■ Required work ■
Below are records; transcribe each one exactly.

■ Data excerpts ■
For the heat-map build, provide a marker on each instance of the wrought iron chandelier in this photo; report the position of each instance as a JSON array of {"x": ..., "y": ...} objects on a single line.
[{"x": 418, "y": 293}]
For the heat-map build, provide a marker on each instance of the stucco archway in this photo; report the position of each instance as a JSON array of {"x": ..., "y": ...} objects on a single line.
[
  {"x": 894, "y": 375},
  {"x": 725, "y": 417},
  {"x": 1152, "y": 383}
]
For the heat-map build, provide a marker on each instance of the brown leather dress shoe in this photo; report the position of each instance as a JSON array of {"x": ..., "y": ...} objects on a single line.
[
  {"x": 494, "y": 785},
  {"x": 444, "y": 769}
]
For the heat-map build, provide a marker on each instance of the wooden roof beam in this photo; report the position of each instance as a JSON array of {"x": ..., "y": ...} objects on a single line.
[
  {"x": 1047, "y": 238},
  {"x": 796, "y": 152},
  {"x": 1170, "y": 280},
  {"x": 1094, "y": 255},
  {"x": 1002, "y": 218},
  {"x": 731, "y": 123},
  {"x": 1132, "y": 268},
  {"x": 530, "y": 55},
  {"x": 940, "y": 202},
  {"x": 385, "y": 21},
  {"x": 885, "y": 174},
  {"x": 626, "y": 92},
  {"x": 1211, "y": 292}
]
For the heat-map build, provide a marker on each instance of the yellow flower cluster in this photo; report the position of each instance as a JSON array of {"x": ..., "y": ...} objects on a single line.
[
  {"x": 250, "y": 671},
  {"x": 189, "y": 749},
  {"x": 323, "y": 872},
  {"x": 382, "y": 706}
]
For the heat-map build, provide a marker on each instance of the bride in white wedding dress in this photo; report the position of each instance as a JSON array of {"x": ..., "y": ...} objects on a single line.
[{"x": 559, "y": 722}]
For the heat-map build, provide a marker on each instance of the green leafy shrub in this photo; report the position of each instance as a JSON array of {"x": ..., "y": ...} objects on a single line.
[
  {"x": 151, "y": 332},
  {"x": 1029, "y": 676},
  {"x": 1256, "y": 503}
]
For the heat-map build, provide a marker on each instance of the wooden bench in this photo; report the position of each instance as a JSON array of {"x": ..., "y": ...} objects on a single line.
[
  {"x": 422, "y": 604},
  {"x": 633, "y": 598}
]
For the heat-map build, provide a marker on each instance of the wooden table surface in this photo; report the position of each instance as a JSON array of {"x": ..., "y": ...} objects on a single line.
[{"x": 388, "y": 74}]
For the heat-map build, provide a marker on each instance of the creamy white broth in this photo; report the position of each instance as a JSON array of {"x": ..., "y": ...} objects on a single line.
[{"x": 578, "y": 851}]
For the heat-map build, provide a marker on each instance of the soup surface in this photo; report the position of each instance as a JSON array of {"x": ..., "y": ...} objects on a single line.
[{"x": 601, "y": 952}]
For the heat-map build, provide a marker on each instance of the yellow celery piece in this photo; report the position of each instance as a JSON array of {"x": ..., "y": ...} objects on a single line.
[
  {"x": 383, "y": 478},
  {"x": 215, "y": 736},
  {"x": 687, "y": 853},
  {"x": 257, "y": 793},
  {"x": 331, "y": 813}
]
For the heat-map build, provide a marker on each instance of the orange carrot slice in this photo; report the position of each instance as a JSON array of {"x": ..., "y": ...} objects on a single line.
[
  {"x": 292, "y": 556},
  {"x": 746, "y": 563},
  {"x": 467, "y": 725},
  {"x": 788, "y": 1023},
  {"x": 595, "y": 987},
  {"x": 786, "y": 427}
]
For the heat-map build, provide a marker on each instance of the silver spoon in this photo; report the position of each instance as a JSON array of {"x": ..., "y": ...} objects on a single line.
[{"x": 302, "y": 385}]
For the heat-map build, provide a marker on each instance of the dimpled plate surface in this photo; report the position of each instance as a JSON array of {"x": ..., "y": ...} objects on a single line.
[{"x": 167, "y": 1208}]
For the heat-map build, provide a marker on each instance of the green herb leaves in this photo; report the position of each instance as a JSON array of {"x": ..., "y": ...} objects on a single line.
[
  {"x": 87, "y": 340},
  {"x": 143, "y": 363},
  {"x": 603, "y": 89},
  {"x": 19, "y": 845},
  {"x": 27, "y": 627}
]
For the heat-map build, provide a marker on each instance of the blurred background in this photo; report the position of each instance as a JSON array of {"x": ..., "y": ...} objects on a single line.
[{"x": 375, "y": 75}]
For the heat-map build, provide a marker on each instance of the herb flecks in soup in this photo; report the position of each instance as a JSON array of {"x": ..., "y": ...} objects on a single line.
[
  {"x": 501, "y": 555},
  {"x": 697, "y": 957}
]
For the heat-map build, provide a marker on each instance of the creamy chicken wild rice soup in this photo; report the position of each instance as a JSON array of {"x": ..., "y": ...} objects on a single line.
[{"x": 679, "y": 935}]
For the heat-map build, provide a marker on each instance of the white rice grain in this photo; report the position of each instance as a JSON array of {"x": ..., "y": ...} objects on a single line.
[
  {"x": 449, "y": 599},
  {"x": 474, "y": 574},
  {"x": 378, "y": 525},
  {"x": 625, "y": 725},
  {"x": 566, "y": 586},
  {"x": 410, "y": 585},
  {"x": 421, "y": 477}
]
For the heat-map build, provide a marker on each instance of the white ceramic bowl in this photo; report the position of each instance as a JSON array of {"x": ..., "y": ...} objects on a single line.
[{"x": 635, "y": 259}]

■ Answer to the exercise ■
For the heat-map build, provide a marker on each instance of the wrought iron chandelier in this photo; report the position of each instance as a JSON array of {"x": ..., "y": ...} objects on a single line.
[{"x": 418, "y": 293}]
For the heat-map build, provide a marker on each instance of the stucco archway in this photo; report the position of each instance as a JSON array of {"x": ..., "y": ...} objects on a single line.
[
  {"x": 894, "y": 375},
  {"x": 725, "y": 417},
  {"x": 1152, "y": 383}
]
For the heat-map build, provide a marker on each instance of the brown leather dress shoe in this photo; report the position of each instance as a JSON array of {"x": ..., "y": ...} objects on a single line.
[
  {"x": 494, "y": 785},
  {"x": 444, "y": 769}
]
For the heat-map build, provide a marker on each instance of the wooden roof beam in this photo; report the position of each instance as a JSON array of {"x": ..., "y": ...} objects on a single line.
[
  {"x": 1047, "y": 238},
  {"x": 796, "y": 152},
  {"x": 1170, "y": 280},
  {"x": 1094, "y": 255},
  {"x": 1002, "y": 218},
  {"x": 731, "y": 123},
  {"x": 1132, "y": 268},
  {"x": 530, "y": 55},
  {"x": 940, "y": 202},
  {"x": 385, "y": 21},
  {"x": 885, "y": 174},
  {"x": 626, "y": 92},
  {"x": 1211, "y": 292}
]
For the heat-map build, provide a marker on each instance of the yellow flower cluster in this photo; report the position of each instance as a JSON array of {"x": ..., "y": ...} objects on a single line.
[
  {"x": 250, "y": 671},
  {"x": 189, "y": 749},
  {"x": 323, "y": 872},
  {"x": 382, "y": 706}
]
For the heat-map build, provide a marker on each instance of the bride in white wedding dress in this photo; report the position of each instance as a JSON array of {"x": ..., "y": ...} objects on a single line.
[{"x": 559, "y": 722}]
For the heat-map build, provide a marker on each instance of the green leafy shrub in this photo; report the position of each instance as a JSON array of {"x": ..., "y": ...} objects on a single line.
[
  {"x": 151, "y": 332},
  {"x": 1029, "y": 676},
  {"x": 1256, "y": 503}
]
For the heat-map build, provide a marker on each instance of the wooden bench in this photo; report the position of each instance as a JSON array of {"x": ..., "y": ...} objects on a single line.
[
  {"x": 422, "y": 604},
  {"x": 633, "y": 598}
]
For the heat-map build, provide a marker on each instance of the wooden table surface in this photo; report the position of each instance as a JSON array of {"x": ..., "y": ...} objects on a single line.
[{"x": 388, "y": 74}]
For the heat-map build, provide a marker on each instance of the creamy white broth in this photo; report the position of each instance as a JSON array of {"x": ..., "y": ...} objects on a single line.
[{"x": 578, "y": 851}]
For the heat-map build, provide a marker on each instance of the soup surface in this photo; report the position of each instance as a JSON array of {"x": ..., "y": ...} objects on a single line.
[{"x": 601, "y": 952}]
For the heat-map build, provide a marker on each instance of the yellow celery piece in this photo; report the position of each instance as a JSON array of {"x": ..., "y": ...} objects on a single line.
[
  {"x": 383, "y": 478},
  {"x": 215, "y": 736},
  {"x": 687, "y": 853},
  {"x": 257, "y": 793},
  {"x": 331, "y": 813}
]
For the heat-map build, provide a marker on each instance of the orange carrot slice in this photo; report the position of each instance as a JSON array of {"x": ..., "y": ...} objects on a single line.
[
  {"x": 292, "y": 556},
  {"x": 746, "y": 563},
  {"x": 467, "y": 725},
  {"x": 788, "y": 1023},
  {"x": 595, "y": 987},
  {"x": 786, "y": 427}
]
For the heat-map build, provide a marker on each instance of the silver spoon in this photo; report the position of each instance as a JSON array of {"x": ..., "y": ...} objects on a single line.
[{"x": 302, "y": 385}]
For the heat-map build, provide a marker on each instance of the dimpled plate surface in this photo; report the position of each instance as a JSON array of {"x": ..., "y": ...} objects on a single line.
[{"x": 167, "y": 1208}]
For the heat-map build, provide a marker on each instance of the green herb leaves in this photo; report the position of each instance as a JSON array of {"x": ..., "y": ...} objects on a single line.
[
  {"x": 87, "y": 340},
  {"x": 143, "y": 363},
  {"x": 603, "y": 89},
  {"x": 19, "y": 845},
  {"x": 27, "y": 627}
]
For the heat-map build, provide a marker on each instance of the blurred background in this photo; report the position of each instance as a JSON array of {"x": ..., "y": ...} objects on a single line.
[{"x": 375, "y": 75}]
For the heat-map build, provide a marker on each instance of the herb flecks in soup in this photo; report the position of each instance as a JSON array of {"x": ..., "y": ...} objects on a single line.
[
  {"x": 501, "y": 555},
  {"x": 697, "y": 957}
]
For the heat-map build, provide a marker on each instance of the creamy chicken wild rice soup in this photo; report the position of each instance as a JSON array of {"x": ..., "y": ...} objects on a single line.
[{"x": 679, "y": 935}]
For the heat-map build, provide a marker on each instance of the white rice grain in this photo; report the position of each instance as a JSON array of {"x": ..., "y": ...} objects on a single line.
[
  {"x": 449, "y": 599},
  {"x": 474, "y": 574},
  {"x": 378, "y": 525},
  {"x": 625, "y": 725},
  {"x": 566, "y": 586},
  {"x": 410, "y": 585},
  {"x": 421, "y": 477}
]
For the heat-map build, provide a marker on each instance of the white ceramic bowl in this photo; report the position of each instance as a JSON array of {"x": ..., "y": ...} objects on a single line.
[{"x": 635, "y": 259}]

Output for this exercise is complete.